◆ PROMPT: Copy out all the entries word for word.
* * *
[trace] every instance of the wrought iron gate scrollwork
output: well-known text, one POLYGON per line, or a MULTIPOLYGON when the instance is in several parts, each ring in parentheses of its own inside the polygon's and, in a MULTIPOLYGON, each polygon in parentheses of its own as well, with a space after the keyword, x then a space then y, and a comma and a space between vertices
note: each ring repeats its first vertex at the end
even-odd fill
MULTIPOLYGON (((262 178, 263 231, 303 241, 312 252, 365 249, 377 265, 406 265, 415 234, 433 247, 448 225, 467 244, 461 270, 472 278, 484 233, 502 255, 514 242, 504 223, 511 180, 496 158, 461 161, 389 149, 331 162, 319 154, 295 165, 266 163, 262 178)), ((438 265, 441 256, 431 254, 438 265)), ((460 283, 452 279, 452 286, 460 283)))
* * *
◆ RESPONSE TO THIS EXERCISE:
[trace] every instance of the wrought iron gate scrollwork
output: well-known text, one POLYGON per line, or a MULTIPOLYGON when the instance is in several parts, each ring in parentheses of its own inside the polygon's and, in a MULTIPOLYGON, each polygon in parentheses of its own as well, with a space after the keyword, x then a space then y, and a comma and a space between vertices
note: each ring repeats its first vertex at the end
even-odd fill
MULTIPOLYGON (((262 178, 263 231, 303 241, 312 252, 365 249, 377 265, 406 265, 415 234, 433 247, 448 225, 467 244, 461 270, 472 278, 484 233, 502 255, 514 242, 504 223, 511 180, 496 158, 461 161, 389 149, 331 162, 319 154, 295 165, 266 163, 262 178)), ((438 265, 441 256, 431 254, 438 265)), ((460 283, 452 279, 452 286, 460 283)))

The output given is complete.